TASK INPUT -
----
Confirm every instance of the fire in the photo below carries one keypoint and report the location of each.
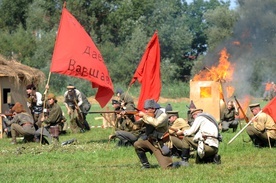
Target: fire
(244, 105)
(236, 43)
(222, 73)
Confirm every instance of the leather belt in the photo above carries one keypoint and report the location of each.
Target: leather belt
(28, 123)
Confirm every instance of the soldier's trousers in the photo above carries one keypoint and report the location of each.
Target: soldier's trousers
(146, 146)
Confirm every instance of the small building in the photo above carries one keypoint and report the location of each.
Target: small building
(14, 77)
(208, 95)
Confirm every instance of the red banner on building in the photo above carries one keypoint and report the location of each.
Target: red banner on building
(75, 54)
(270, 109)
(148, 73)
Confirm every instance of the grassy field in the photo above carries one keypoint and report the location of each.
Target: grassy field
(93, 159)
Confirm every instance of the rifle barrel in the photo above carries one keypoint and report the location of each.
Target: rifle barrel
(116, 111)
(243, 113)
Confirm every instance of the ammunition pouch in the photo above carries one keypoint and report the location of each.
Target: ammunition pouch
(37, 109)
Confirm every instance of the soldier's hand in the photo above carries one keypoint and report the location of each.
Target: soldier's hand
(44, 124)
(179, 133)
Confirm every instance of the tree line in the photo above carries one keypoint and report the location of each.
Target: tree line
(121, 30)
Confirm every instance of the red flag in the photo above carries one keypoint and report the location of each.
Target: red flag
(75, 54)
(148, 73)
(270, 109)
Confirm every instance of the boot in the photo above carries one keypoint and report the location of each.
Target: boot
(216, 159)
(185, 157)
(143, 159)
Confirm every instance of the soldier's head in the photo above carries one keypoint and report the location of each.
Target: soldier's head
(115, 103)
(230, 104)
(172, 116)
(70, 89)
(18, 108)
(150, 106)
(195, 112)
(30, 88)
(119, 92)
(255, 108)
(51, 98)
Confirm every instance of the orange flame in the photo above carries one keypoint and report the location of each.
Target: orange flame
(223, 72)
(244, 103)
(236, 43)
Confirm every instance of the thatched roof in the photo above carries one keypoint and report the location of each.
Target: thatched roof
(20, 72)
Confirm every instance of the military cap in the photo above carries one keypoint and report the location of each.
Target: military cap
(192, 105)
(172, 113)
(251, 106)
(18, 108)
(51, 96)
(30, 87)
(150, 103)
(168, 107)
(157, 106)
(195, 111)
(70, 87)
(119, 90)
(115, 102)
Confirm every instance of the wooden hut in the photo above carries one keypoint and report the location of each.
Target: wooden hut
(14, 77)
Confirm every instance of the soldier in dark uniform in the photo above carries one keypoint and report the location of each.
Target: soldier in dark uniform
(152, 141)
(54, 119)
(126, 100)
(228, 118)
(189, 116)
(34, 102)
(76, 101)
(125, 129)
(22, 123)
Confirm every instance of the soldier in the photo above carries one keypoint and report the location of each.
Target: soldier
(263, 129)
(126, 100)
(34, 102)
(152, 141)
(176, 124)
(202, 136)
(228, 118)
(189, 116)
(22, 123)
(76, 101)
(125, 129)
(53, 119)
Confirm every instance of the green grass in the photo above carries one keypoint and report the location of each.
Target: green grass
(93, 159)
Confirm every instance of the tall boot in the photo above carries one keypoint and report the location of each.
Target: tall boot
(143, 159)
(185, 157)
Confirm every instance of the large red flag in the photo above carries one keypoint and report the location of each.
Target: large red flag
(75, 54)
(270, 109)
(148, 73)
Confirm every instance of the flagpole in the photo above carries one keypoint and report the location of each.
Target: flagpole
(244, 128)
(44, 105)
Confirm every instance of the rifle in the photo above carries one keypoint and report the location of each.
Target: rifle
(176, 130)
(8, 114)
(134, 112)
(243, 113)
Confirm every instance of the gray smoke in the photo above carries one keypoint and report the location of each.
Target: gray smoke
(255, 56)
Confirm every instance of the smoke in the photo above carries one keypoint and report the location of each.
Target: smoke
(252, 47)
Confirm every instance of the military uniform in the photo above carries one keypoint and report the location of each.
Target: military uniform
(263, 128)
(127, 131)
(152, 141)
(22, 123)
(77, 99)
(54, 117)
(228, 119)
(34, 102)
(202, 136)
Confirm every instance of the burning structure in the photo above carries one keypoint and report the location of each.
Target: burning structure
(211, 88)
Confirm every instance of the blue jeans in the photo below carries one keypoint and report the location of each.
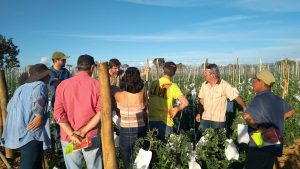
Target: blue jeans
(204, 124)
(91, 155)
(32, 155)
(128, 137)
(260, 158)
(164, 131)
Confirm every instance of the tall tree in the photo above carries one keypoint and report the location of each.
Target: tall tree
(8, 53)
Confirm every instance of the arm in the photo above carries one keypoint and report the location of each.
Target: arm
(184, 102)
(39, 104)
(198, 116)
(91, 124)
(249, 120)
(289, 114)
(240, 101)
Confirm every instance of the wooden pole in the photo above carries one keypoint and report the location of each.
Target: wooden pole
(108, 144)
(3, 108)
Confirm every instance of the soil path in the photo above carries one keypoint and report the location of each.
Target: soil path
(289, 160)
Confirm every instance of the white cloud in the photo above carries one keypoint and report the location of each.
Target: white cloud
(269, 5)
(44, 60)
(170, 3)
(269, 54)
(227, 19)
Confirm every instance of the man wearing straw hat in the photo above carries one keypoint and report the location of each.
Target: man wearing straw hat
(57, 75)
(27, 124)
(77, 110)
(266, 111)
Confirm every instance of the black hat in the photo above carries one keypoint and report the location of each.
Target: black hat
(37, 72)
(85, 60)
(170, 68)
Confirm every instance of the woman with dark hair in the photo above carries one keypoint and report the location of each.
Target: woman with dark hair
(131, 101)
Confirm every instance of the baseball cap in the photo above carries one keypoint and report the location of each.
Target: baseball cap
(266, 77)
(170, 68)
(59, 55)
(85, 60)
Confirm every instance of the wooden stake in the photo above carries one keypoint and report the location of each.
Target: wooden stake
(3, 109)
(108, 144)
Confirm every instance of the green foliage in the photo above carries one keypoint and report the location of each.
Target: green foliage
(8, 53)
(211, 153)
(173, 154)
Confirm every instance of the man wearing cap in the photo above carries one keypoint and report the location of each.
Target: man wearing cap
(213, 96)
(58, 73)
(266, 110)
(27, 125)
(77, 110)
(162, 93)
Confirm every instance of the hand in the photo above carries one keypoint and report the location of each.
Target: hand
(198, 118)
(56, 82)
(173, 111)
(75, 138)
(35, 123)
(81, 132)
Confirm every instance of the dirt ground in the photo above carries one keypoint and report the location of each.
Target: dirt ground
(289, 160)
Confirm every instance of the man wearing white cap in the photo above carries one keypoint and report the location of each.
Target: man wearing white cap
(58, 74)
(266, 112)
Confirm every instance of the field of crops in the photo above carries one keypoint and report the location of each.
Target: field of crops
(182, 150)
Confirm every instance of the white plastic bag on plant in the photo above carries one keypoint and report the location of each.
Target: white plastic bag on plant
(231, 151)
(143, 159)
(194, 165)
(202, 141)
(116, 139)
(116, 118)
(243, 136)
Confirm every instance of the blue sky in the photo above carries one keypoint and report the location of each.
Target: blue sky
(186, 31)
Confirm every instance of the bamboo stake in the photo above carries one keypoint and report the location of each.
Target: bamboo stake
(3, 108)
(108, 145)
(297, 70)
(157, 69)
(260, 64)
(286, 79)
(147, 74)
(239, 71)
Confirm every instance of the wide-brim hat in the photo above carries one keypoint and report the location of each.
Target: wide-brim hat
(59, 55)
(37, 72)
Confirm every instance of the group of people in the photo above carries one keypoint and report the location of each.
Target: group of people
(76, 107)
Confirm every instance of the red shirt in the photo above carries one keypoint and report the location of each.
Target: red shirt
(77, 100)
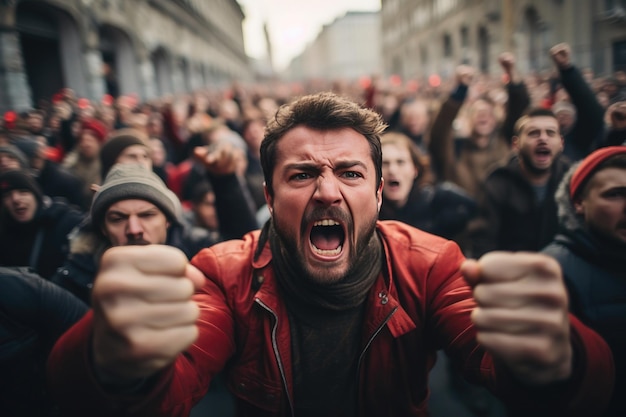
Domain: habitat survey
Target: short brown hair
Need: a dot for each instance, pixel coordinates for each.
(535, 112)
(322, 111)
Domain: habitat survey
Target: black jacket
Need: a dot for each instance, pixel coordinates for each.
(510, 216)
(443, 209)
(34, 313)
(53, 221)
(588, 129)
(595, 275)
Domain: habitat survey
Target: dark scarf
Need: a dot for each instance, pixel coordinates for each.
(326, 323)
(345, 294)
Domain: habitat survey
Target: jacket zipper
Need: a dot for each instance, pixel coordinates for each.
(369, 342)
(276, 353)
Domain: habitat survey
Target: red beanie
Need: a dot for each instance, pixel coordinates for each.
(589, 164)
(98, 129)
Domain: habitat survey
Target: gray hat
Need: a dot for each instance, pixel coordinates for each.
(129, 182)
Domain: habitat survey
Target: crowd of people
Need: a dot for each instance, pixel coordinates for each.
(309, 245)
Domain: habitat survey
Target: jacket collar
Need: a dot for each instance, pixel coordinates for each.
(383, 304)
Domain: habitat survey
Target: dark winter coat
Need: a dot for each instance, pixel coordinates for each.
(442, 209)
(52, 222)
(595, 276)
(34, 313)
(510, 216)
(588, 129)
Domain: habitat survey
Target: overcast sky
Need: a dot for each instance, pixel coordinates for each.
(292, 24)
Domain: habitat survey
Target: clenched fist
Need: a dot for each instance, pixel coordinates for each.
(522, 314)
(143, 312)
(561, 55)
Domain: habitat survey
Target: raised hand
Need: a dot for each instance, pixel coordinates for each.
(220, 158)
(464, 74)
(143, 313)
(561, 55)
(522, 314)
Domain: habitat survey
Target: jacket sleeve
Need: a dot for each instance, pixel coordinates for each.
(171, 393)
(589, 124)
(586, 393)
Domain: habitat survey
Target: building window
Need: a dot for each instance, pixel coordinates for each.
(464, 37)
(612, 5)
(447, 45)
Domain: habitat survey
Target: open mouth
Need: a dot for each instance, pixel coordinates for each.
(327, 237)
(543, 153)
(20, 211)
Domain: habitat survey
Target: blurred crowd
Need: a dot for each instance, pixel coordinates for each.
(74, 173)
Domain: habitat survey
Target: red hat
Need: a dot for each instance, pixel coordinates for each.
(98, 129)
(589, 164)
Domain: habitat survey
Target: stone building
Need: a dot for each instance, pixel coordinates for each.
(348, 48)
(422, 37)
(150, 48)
----
WHAT IS EXPECTED -
Would you quote everything above from the line containing "Target: tree line" down to the line containing "Confirm every instance of the soldier in dark"? Include both of those lines and nothing else.

FINISHED EXERCISE -
Target: tree line
(121, 30)
Confirm every instance of the red flag in the photo above carries one keypoint and report the location of each.
Target: red flag
(75, 54)
(148, 73)
(270, 109)
Confirm every instance of the boot in the photo above carries one keypoint and report the location of each.
Target: boot
(216, 159)
(185, 157)
(143, 159)
Confirm every instance of the soldier's head in the photo above carries one keypoint and report the location of each.
Target: soldier's head
(115, 103)
(230, 104)
(172, 116)
(70, 89)
(18, 108)
(150, 106)
(195, 112)
(30, 88)
(119, 92)
(255, 108)
(51, 98)
Confirm every instance of the orange flame in the photo above carries one keypoint and report the location of each.
Target: orange flame
(223, 72)
(244, 103)
(236, 43)
Confirm every instance of the thatched roof in the photo above carries one keypoint and report the location of each.
Target: thatched roof
(20, 72)
Confirm every instance of the military cap in the photo above carries one keypoint and report the location of each.
Target: military cap
(192, 105)
(172, 113)
(251, 106)
(18, 108)
(51, 96)
(30, 87)
(150, 103)
(168, 107)
(157, 106)
(195, 111)
(70, 87)
(119, 90)
(115, 102)
Confirm every instance of the wooden hut in the photo above carries one keypoint and report the location of each.
Target: wooden hut
(14, 77)
Confirm every instance of the soldier in dark uniform in the photo above carries one keypoint and report the location of each.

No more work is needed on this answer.